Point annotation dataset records
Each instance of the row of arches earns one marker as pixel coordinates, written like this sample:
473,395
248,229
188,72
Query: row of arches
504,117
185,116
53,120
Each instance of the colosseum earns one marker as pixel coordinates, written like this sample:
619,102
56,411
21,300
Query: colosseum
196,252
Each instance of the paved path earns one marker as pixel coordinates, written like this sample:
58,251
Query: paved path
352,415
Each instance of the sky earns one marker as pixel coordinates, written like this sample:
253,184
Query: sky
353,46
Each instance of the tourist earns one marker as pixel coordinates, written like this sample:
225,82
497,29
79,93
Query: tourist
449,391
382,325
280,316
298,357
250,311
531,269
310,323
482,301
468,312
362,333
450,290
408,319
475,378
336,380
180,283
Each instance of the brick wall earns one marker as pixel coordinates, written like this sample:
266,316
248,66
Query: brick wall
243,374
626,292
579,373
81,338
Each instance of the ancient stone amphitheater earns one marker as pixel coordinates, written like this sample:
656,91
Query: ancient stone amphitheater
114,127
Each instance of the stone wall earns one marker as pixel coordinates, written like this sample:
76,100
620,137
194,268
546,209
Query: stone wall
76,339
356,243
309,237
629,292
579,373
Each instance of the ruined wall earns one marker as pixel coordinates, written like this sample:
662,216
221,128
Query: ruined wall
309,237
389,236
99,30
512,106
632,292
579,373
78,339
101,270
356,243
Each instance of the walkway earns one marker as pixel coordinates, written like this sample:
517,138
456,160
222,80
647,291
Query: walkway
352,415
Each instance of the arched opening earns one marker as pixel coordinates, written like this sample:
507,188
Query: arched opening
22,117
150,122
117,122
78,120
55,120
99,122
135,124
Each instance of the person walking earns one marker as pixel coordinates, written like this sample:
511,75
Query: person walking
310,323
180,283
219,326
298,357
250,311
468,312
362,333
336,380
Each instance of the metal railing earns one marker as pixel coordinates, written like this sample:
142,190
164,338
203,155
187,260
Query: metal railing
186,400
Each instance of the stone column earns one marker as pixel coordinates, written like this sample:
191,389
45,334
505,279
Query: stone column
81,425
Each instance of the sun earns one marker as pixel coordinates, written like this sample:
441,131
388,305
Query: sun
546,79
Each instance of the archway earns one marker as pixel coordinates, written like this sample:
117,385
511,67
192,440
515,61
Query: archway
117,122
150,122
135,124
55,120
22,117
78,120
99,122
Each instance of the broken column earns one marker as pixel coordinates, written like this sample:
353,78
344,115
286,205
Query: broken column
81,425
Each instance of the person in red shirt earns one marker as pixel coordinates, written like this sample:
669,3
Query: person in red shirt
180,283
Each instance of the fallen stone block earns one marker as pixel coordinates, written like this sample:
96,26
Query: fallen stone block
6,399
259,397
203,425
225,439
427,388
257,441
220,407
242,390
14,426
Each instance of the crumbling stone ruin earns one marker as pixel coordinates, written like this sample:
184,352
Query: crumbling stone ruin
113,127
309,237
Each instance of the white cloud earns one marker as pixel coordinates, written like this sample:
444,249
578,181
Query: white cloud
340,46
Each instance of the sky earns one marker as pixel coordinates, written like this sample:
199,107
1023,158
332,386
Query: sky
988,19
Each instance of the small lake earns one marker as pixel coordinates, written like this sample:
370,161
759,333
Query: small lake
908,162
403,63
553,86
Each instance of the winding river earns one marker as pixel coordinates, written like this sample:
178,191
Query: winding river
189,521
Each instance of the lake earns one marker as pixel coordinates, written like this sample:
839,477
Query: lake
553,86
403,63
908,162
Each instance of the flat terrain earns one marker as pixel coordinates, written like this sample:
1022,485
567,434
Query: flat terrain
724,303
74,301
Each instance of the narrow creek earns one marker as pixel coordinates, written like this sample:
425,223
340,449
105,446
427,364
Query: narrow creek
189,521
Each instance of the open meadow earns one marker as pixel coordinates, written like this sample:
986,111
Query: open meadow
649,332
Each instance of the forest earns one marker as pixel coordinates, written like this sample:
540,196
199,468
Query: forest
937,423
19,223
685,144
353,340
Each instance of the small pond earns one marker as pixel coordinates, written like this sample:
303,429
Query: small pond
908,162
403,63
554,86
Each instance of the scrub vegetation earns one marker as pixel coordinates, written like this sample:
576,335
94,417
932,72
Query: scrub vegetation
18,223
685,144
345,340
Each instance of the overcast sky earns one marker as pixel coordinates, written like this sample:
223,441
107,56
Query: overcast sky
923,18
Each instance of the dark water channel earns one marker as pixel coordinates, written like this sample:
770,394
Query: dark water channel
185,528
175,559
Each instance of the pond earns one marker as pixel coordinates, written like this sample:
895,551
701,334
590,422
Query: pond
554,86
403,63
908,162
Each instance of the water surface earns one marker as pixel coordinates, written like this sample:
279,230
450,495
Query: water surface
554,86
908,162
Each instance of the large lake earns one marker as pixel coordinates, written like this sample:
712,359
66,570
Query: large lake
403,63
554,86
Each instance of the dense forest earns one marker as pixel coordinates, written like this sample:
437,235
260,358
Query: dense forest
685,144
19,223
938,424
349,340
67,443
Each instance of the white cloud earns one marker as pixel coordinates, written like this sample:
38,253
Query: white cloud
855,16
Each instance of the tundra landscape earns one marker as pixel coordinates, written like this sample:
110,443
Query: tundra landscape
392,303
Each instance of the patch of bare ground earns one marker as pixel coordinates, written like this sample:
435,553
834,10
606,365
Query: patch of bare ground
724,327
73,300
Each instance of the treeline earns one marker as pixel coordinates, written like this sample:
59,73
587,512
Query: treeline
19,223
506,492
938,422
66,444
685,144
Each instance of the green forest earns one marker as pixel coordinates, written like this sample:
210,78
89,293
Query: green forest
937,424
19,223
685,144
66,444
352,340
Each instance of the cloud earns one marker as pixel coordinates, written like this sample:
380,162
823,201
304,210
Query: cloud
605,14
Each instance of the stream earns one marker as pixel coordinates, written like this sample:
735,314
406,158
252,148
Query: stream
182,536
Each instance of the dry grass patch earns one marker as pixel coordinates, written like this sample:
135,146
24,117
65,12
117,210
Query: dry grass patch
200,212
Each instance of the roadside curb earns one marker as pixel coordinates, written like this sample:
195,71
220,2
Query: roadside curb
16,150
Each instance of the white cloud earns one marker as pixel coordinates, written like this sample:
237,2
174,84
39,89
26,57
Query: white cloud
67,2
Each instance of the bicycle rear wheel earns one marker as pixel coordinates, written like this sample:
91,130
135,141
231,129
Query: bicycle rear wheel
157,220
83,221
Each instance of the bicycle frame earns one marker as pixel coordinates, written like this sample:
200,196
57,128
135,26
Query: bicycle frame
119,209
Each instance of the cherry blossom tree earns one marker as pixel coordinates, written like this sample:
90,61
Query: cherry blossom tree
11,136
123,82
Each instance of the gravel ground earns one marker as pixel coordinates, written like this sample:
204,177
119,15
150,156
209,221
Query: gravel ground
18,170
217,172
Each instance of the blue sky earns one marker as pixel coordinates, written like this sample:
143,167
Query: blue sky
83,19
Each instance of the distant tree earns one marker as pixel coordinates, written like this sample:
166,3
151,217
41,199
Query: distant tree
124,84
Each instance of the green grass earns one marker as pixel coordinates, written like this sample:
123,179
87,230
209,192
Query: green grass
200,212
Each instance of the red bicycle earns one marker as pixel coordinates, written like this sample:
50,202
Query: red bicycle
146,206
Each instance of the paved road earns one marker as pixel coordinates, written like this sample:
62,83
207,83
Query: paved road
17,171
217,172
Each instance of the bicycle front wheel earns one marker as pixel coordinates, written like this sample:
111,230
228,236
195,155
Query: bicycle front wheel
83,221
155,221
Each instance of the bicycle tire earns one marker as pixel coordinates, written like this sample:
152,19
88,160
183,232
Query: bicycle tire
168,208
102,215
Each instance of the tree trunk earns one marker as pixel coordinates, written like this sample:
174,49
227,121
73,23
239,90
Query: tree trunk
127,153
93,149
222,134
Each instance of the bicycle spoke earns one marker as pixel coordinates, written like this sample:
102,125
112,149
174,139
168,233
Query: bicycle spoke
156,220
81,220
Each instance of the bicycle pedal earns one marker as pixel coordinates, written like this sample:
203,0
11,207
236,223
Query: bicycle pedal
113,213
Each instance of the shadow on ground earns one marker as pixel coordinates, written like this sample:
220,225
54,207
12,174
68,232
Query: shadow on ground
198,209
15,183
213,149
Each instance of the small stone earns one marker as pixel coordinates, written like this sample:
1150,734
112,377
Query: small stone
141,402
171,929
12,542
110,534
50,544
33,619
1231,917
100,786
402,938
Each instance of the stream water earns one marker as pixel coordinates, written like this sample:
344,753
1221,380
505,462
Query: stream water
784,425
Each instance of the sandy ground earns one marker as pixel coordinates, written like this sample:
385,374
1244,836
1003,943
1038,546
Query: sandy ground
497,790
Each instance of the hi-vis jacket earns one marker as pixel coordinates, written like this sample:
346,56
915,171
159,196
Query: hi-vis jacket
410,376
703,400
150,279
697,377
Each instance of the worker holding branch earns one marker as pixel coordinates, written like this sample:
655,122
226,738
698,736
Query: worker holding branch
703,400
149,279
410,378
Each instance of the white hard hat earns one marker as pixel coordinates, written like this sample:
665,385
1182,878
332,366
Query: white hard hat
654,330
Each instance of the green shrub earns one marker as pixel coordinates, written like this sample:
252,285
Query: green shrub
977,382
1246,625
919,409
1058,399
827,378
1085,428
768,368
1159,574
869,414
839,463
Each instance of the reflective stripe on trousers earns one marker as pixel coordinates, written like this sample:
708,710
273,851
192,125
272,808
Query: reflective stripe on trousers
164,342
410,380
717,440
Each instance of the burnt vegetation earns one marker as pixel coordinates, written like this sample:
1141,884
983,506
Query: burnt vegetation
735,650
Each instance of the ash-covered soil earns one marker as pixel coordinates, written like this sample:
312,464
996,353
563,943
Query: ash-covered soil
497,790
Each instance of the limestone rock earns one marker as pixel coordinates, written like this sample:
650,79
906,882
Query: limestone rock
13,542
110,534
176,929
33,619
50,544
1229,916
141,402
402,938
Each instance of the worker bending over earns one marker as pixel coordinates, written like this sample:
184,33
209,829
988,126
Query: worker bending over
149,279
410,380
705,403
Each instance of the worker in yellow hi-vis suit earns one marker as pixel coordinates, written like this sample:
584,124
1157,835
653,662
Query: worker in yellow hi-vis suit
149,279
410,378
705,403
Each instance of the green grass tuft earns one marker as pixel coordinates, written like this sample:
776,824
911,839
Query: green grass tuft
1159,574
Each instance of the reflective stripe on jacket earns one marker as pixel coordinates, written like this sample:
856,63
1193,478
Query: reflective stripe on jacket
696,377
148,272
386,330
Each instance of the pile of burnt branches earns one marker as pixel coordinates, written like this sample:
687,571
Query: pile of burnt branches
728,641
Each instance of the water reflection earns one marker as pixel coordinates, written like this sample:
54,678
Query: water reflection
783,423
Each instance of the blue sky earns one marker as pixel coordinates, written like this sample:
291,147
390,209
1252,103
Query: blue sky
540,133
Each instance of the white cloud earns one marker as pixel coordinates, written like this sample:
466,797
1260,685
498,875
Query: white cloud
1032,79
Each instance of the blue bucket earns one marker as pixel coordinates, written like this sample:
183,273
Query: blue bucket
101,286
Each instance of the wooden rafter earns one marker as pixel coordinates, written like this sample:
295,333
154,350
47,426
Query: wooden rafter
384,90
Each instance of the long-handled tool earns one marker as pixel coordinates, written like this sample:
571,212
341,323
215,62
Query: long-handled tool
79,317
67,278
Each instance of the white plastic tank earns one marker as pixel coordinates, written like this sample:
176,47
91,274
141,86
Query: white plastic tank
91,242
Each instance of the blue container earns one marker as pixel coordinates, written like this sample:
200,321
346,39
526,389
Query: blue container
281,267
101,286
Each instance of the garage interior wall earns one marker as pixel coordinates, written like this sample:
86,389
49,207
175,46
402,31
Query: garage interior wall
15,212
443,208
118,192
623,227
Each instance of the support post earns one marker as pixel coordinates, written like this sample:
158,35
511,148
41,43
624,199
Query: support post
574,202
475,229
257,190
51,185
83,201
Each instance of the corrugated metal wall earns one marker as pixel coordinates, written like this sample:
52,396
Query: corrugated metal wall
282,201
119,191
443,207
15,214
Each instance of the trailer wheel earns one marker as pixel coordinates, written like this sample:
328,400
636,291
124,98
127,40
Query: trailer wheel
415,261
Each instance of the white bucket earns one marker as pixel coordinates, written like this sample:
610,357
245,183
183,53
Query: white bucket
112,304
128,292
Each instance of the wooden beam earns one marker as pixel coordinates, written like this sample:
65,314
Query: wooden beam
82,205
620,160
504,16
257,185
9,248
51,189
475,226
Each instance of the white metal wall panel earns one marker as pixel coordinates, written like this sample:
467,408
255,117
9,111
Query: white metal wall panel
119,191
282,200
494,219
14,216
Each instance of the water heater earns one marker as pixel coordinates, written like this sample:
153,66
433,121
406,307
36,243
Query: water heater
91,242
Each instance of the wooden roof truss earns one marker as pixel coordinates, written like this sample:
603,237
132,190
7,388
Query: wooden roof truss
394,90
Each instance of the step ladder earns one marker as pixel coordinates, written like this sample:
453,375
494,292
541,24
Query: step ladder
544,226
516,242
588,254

=== INSTRUCTIONS FOR THE TASK ===
Please extract exactly, and only, the lines from the line containing "Each instance of the white bucket" through the last line of the records.

=== FULL ANSWER ===
Each instance of the white bucket earns one marker as pixel coordinates, written like this sample:
610,357
245,183
183,53
Query: white bucket
112,304
128,292
Each instance of the wooden beam earns one marker as pixel coordinates, written like this sample:
65,314
Query: wooden beam
82,205
620,160
504,16
257,185
9,248
51,189
475,226
Each instance of the white metal wall panel earns one marker as pixel coordinates, written like this sample:
467,408
255,117
9,111
Query: white metal wall panel
119,191
282,200
494,219
14,216
Each instance of the water heater earns one marker as pixel coordinates, written like this sample:
153,66
433,121
406,307
36,243
Query: water heater
91,242
Each instance of the wooden roof truss earns one marker as pixel coordinates, written like this sample:
603,237
132,190
7,388
Query: wooden roof truss
394,90
Each instance of the step ladder earns one marker as pixel coordinates, written like this sample:
453,375
494,292
541,24
Query: step ladder
544,226
516,242
588,254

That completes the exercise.